ESERCIZI DA SVOLGERE:
1. Copia dal testo sul sequestro preventivo penale tutto ciò che va da "A quale sorte" giù fino a "l'art. 334 c.p.".
2. Riporta ogni riga dei record in cui compare la parola "snout".

ESTRATTO DELLA PAGINA:
══════════

Sequestro preventivo penale: legittimazione del curatore fallimentare nel caso di occupazione di un immobile del fallito

Claudio Magnanti
02 Luglio 2020

Viene affrontata la questione relativa all'esistenza di una legittimazione del curatore fallimentare a richiedere la condanna al pagamento di un'indennità di occupazione di un immobile di proprietà del fallito ma oggetto di sequestro preventivo penale, a fini di confisca obbligatoria.
Indisponibilità del bene immobile oggetto di sequestro preventivo da parte dell'ufficio fallimentare

A quale sorte soggiace il bene immobile oggetto di sequestro preventivo penale eseguito e trascritto in data anteriore alla dichiarazione di fallimento o, anche, successivamente alla stessa? Fino a quando il provvedimento di sequestro non sarà revocato (aspetto questo che esula dalla presente trattazione) il curatore - cui è demandato di procedere alla liquidazione dei beni acquisiti per ripartire il ricavato in favore della massa dei creditori ammessi al passivo, secondo l'ordine dei privilegi - non potrà procedere alla liquidazione del bene, in quanto l'eventuale attività di liquidazione violerebbe l'art. 334 c.p.

Al riguardo la Suprema Corte, con la sentenza delle sezioni unite penali n. 43428/2010 (relativa ad un bene alienato durante la procedura di concordato preventivo) ha affermato che: “La condotta di “sottrazione” costituisce, come noto, una delle condotte alternative mediante le quali può realizzarsi il delitto di cui all'art. 334 cod. pen. e assume anche, rispetto alle altre, un valore di chiusura improntato all'esigenza di sanzionare ogni comportamento contrassegnato dalla direzione e dall'attitudine a ledere l'interesse tutelato, che è quello pubblico alla conservazione del vincolo apposto su determinati beni in funzione del corretto conseguimento delle finalità cui per effetto di esso sono deputati. Sotto tale profilo si ritiene rilevante ogni attività idonea a rendere non solo impossibile ma anche semplicemente più difficoltoso il detto conseguimento” e più oltre “è evidente ad es. che, in caso di immobili, la sottrazione non può concretarsi nello spostamento materiale della cosa, che è il modo tipico di realizzazione della condotta per i beni mobili. La stessa cosa vale per la quota di società, non suscettibile di amotio in senso materiale. In tali casi possono venire in rilievo condotte diverse e, tra queste, merita naturalmente qui particolare attenzione quella consistente in negozi dispositivi di diritti”.

══════════

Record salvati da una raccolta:
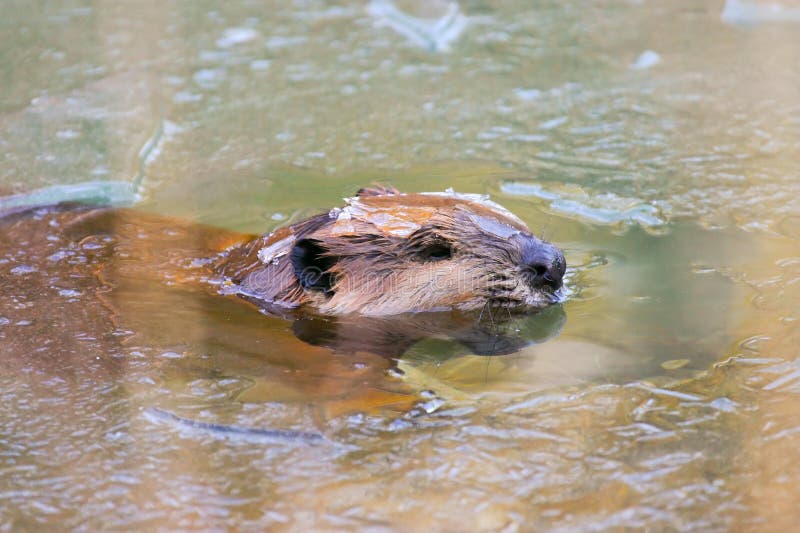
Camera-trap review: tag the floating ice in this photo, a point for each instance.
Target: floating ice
(739, 12)
(605, 208)
(234, 36)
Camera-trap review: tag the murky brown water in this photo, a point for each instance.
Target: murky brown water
(657, 143)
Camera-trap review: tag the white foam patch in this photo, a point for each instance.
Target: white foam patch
(276, 250)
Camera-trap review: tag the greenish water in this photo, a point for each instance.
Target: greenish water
(656, 143)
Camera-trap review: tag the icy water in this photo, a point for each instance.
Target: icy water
(657, 142)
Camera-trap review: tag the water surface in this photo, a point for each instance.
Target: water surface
(657, 143)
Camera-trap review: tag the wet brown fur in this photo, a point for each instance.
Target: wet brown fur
(375, 271)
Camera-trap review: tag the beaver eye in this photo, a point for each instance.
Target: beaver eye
(437, 252)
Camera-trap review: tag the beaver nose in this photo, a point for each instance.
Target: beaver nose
(543, 263)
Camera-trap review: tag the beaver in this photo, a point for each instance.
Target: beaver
(90, 289)
(386, 253)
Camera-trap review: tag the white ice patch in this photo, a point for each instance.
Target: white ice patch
(646, 59)
(276, 250)
(234, 36)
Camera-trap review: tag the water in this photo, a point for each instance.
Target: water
(657, 143)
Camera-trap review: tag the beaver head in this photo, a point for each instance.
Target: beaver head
(386, 253)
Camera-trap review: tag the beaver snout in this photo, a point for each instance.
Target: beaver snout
(542, 263)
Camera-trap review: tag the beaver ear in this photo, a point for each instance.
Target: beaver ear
(377, 190)
(312, 266)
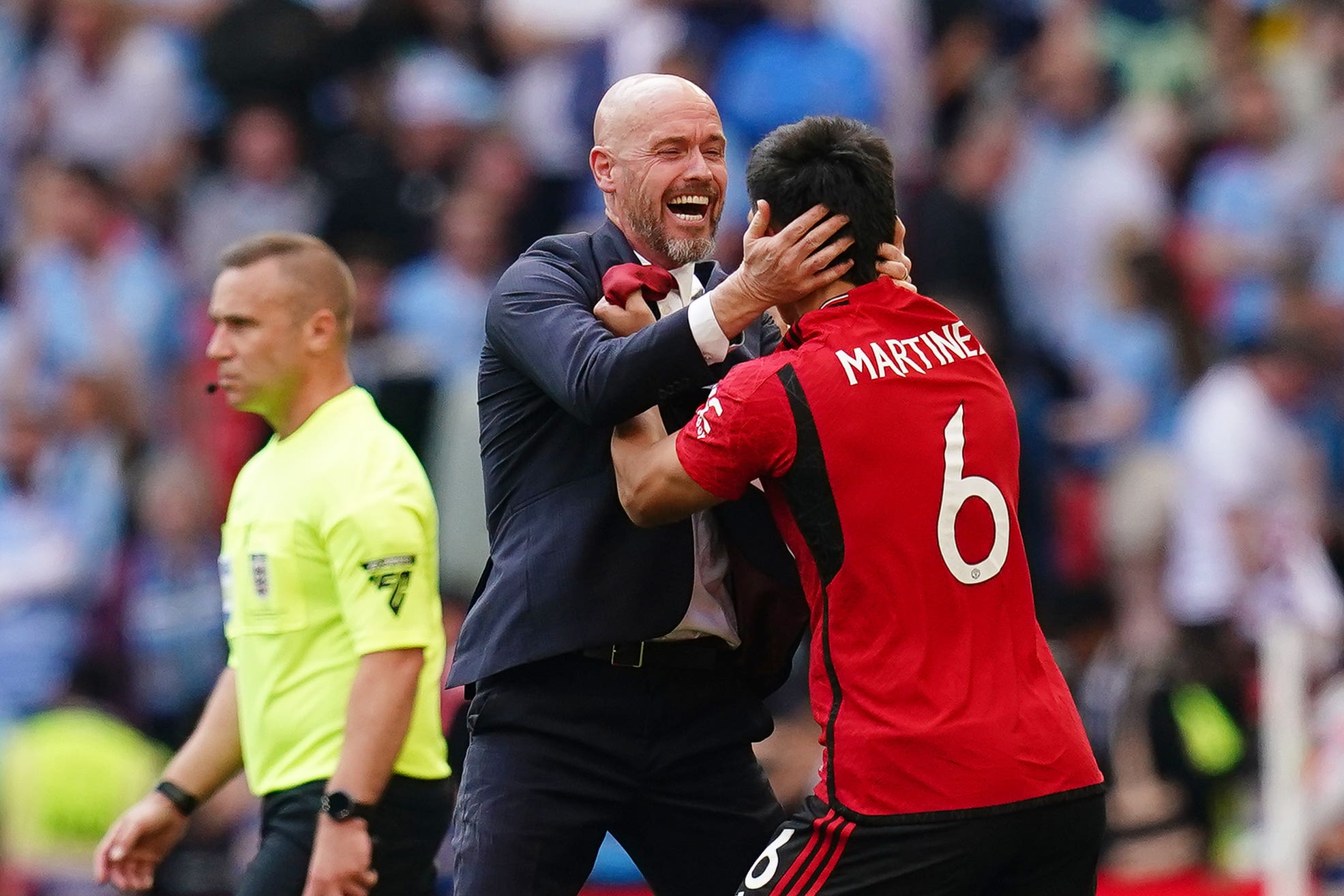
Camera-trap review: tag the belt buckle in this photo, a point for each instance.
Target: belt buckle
(618, 657)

══════════

RISPOSTE AGLI ESERCIZI:
1.
A quale sorte soggiace il bene immobile oggetto di sequestro preventivo penale eseguito e trascritto in data anteriore alla dichiarazione di fallimento o, anche, successivamente alla stessa? Fino a quando il provvedimento di sequestro non sarà revocato (aspetto questo che esula dalla presente trattazione) il curatore - cui è demandato di procedere alla liquidazione dei beni acquisiti per ripartire il ricavato in favore della massa dei creditori ammessi al passivo, secondo l'ordine dei privilegi - non potrà procedere alla liquidazione del bene, in quanto l'eventuale attività di liquidazione violerebbe l'art. 334 c.p.

2.
Camera-trap review: tag the beaver snout in this photo, a point for each instance.
Target: beaver snout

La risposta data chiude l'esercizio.